TASK REQUIREMENTS:
1. Could you transcribe everything in the op-ed on rolling back vehicle emissions rules from "To make sure" down to "Clean Air Act."?
2. Can you condense the paragraph of the op-ed on rolling back vehicle emissions rules that begins "Here is what is at stake" into a short bulleted list that keeps its main facts?

DOCUMENT SECTION:
----------------------------------------
Op-Ed: Trump's Biggest Climate Move Yet Is Bad for Everyone

August 2, 2018
Op-Ed: Trump's Biggest Climate Move Yet Is Bad for Everyone

HLS Professor Jody Freeman examines what's at stake with recent rollbacks

The New York Times

By Jody Freeman, professor at Harvard Law School and President Barack Obama's counselor for energy and climate change in 2009-10

Los Angeles — The Environmental Protection Agency and Department of Transportation moved Thursday to fulfill President Trump's promise to undo landmark Obama-era rules requiring automakers to steadily reduce greenhouse gas pollution from cars and trucks and improve fuel efficiency through 2025.

Transportation is the largest source of greenhouse gas emissions in the United States, with the biggest share coming from cars and trucks. Yet the government now plans to freeze fuel economy and greenhouse gas standards indefinitely at levels set for 2020, thwarting progress on addressing climate change.

To make sure it accomplishes that goal, the Trump administration also wants to strip California of its authority to set stricter greenhouse gas standards for vehicles sold within its borders, which the state is authorized to do under a longstanding provision of the Clean Air Act.

California and about a dozen other states that follow its lead — and which together comprise over a third of the nation's auto market — have vowed to implement their own greenhouse gas standards if the administration jettisons the federal ones. So a major legal battle looms that will do exactly what the auto industry doesn't want — which is to create regulatory uncertainty as it plans future models.

Though the E.P.A. approved California's greenhouse gas standards in 2013, the agency now argues that they impermissibly conflict with another federal law, the Energy Policy Conservation Act. That law, passed in 1975 in response to the energy crisis, gives the Transportation Department the sole power to set standards "relating to fuel economy." Because auto companies comply with California's greenhouse gas standards primarily by improving fuel efficiency, the E.P.A. now says in an about-face that the standards are pre-empted by those Transportation Department regulations. On the same theory, California's program to promote electric and hybrid vehicles would also be eliminated.

If the Trump administration succeeds in scuttling the federal standards and neutralizing California, it could be the most significant setback for American progress on climate change so far under President Trump. Worse, this disastrous policy could continue well beyond his tenure. Future presidents could not simply undo the decision, if courts rule that the Trump administration's interpretation of the law is categorically correct. In that case only Congress could restore California's authority.

Here is what is at stake: The Obama-era standards that President Trump seeks to scrap would gradually raise average fuel economy under test conditions from about 37 miles per gallon in 2020 to 50 miles per gallon in 2025 — a near-doubling of fuel efficiency and halving of greenhouse gas emissions since 2010. This would reduce American oil consumption by 1.2 billion barrels, cut half a billion metric tons of carbon pollution and save consumers billions of dollars in fuel costs, according to the E.P. A's own recent estimates.

For over 50 years, California has been the undisputed leader among the states in addressing air pollution and its harms. In the 1950s and 1960s, the state had some of the dirtiest air in the world, in large part because of vehicular pollution. California required auto companies to install the first pollution control technology in 1961, and set the nation's first tailpipe standards for emissions in 1966. In 1967, Governor Ronald Reagan signed legislation creating the powerful California Air Resources Board to regulate air pollution statewide, including by strictly curbing vehicle emissions.
----------------------------------------
DATA EXTRACT:
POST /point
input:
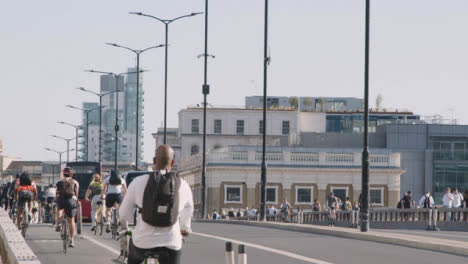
----------------------------------------
ANSWERS GIVEN:
1.
To make sure it accomplishes that goal, the Trump administration also wants to strip California of its authority to set stricter greenhouse gas standards for vehicles sold within its borders, which the state is authorized to do under a longstanding provision of the Clean Air Act.

2.
- The Obama-era standards that President Trump wants to scrap would raise average test fuel economy from about 37 mpg in 2020 to 50 mpg in 2025.
- Compared with 2010, that would nearly double fuel efficiency and halve greenhouse gas emissions.
- According to the E.P.A.'s own recent estimates, the standards would:
  - cut American oil consumption by 1.2 billion barrels
  - reduce carbon pollution by half a billion metric tons
  - save consumers billions of dollars in fuel costs